Records for the exercise
━━━

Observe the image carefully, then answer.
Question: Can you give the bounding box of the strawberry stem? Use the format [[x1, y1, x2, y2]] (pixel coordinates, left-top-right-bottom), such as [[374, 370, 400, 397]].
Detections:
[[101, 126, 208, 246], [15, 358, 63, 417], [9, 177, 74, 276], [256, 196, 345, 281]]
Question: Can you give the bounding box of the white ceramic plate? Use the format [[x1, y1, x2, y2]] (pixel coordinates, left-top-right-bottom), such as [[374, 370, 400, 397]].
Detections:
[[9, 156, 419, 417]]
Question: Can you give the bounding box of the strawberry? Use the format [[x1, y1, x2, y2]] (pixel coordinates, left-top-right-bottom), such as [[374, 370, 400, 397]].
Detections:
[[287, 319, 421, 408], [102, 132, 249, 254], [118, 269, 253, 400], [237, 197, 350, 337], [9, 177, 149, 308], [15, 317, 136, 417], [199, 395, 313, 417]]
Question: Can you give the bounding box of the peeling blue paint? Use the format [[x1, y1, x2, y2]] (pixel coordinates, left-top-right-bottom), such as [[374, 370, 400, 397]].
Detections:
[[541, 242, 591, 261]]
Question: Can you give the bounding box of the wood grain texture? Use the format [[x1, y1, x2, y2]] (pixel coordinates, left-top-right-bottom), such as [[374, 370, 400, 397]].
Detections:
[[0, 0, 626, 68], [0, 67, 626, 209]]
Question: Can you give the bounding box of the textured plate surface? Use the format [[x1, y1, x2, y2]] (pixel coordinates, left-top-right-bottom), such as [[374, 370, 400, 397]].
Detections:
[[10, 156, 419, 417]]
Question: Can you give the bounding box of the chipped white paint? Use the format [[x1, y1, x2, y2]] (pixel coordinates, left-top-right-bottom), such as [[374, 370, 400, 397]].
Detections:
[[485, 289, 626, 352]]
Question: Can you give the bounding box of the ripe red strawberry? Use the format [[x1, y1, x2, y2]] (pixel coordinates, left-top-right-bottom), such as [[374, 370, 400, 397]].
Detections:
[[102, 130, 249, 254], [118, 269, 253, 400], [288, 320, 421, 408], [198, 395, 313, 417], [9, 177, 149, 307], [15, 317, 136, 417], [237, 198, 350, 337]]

━━━

Work to complete
Convert the records above into a Markdown table with the columns Row and Line. Number each line in Row, put its text in Line, and leave out blank lines.

Response for this exercise
| Row | Line |
|---|---|
| 1 | Observe the image carefully, then answer. |
| 2 | Question: Can you give the bounding box of the strawberry stem? Use the format [[x1, y1, x2, y2]] (pixel coordinates, left-top-right-bottom), such as [[374, 370, 400, 397]]. |
| 3 | Detections: |
| 4 | [[101, 126, 208, 246], [15, 358, 63, 417], [9, 177, 74, 276], [256, 196, 345, 281]] |
| 5 | Question: Can you give the bounding box of the white ceramic plate? Use the format [[x1, y1, x2, y2]] (pixel coordinates, left-top-right-bottom), such as [[374, 370, 400, 397]]. |
| 6 | Detections: |
| 7 | [[9, 156, 419, 417]] |
| 8 | Question: Can you give the bounding box of the strawberry? Use the format [[x1, y1, x2, y2]] (pixel coordinates, left-top-right-bottom), such as [[374, 370, 400, 397]]. |
| 9 | Detections: |
| 10 | [[287, 319, 421, 408], [102, 132, 249, 254], [118, 269, 253, 400], [237, 197, 350, 337], [9, 177, 149, 308], [15, 317, 136, 417], [199, 395, 313, 417]] |
| 11 | Question: Can you give the bounding box of the peeling blue paint? Use the format [[x1, y1, x2, y2]] (pixel coordinates, left-top-right-bottom), such as [[374, 370, 400, 397]]. |
| 12 | Detections: |
| 13 | [[541, 242, 591, 261]] |
| 14 | Question: Can you give the bounding box of the wood grain texture? Use the format [[x1, y1, x2, y2]] (pixel coordinates, left-top-right-bottom), such as [[374, 370, 400, 397]]. |
| 15 | Detections: |
| 16 | [[0, 0, 626, 68], [0, 67, 626, 209]] |
| 17 | Question: Can you give the bounding box of the textured plate surface? Use the format [[x1, y1, x2, y2]] (pixel coordinates, left-top-right-bottom), such as [[374, 370, 400, 397]]. |
| 18 | Detections: |
| 19 | [[10, 156, 419, 417]] |
| 20 | Question: Can you give the bounding box of the chipped white paint? Use the format [[x1, y1, x2, y2]] (pixel coordinates, left-top-right-bottom), such as [[374, 370, 400, 397]]. |
| 21 | Detections: |
| 22 | [[485, 289, 626, 352]] |
| 23 | Question: Can you give the bounding box of the ripe red strawberry? Use the format [[x1, y1, x2, y2]] (pixel coordinates, left-top-right-bottom), such as [[374, 370, 400, 397]]. |
| 24 | Detections: |
| 25 | [[102, 130, 249, 254], [118, 269, 253, 400], [288, 320, 421, 408], [198, 395, 313, 417], [9, 177, 149, 307], [15, 317, 136, 417], [237, 198, 350, 337]] |